[Stored items]
------------------------------------------------
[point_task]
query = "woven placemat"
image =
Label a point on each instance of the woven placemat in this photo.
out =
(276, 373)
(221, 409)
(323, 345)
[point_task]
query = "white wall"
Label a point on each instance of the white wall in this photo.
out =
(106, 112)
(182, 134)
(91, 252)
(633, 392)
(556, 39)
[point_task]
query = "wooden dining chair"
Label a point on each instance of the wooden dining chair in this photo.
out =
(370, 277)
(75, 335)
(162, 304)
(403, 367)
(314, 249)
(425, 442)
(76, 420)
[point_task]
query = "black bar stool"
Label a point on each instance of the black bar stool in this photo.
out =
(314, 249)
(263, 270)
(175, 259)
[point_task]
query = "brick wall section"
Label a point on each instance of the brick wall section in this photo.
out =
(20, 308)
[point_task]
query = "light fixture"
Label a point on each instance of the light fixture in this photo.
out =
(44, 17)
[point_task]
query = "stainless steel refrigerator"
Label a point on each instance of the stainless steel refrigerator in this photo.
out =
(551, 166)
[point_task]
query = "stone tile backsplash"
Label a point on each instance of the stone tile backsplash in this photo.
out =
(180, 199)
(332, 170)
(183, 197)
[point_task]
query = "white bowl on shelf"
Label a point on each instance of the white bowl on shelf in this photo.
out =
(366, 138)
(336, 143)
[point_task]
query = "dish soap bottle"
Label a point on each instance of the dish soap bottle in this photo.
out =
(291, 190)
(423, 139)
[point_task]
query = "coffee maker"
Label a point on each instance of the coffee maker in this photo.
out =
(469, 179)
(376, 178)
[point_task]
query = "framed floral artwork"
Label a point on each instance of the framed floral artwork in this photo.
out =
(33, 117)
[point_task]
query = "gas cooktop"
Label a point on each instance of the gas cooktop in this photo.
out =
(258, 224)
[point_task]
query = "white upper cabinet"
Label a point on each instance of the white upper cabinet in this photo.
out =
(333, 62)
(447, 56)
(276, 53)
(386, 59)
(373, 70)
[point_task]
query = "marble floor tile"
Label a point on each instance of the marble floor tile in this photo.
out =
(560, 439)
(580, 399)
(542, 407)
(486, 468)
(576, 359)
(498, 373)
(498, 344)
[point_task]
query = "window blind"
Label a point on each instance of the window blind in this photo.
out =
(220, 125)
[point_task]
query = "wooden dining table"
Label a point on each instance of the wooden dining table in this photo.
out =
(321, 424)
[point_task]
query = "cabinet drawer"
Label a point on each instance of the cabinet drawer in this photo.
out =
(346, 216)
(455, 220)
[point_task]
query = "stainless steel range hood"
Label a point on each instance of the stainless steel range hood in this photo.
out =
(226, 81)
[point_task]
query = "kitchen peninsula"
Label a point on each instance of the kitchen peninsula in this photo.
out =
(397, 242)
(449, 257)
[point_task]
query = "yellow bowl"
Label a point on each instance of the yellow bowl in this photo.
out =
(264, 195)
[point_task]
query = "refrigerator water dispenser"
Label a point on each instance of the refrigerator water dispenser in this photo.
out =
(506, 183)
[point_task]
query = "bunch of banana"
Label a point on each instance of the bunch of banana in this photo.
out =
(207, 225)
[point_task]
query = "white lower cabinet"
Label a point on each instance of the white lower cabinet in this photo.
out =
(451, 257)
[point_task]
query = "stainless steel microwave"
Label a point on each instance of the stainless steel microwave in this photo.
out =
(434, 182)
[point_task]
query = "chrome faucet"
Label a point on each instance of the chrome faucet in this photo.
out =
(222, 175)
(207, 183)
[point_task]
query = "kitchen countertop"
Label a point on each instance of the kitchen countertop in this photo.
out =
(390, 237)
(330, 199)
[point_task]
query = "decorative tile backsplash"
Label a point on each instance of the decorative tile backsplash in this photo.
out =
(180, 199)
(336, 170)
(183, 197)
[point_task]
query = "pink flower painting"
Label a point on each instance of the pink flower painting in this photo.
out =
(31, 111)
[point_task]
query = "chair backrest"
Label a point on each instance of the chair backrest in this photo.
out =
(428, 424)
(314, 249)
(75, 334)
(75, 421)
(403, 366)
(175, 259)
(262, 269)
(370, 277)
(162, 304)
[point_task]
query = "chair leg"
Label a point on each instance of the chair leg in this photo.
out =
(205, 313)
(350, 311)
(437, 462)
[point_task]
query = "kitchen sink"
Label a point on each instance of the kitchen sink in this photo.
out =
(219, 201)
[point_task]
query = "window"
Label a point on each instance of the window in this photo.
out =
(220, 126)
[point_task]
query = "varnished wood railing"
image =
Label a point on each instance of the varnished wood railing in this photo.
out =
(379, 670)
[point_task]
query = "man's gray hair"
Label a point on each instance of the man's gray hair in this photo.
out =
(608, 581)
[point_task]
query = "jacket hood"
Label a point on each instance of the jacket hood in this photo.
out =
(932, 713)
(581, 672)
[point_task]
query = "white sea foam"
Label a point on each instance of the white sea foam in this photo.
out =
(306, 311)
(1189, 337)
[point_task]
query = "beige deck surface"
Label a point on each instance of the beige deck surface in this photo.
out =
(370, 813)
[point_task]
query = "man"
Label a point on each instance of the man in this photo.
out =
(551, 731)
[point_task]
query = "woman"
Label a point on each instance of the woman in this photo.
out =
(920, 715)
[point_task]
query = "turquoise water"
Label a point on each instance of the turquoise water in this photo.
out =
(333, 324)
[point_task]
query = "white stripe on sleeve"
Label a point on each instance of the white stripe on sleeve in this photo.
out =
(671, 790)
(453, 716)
------------------------------------------------
▸ **THE TASK**
When the word "fixture" shows up in a line of the entries, pull that line out.

▸ **ANSWER BOX**
query = "light fixture"
Label a point on each instance of the light fixture in this photo.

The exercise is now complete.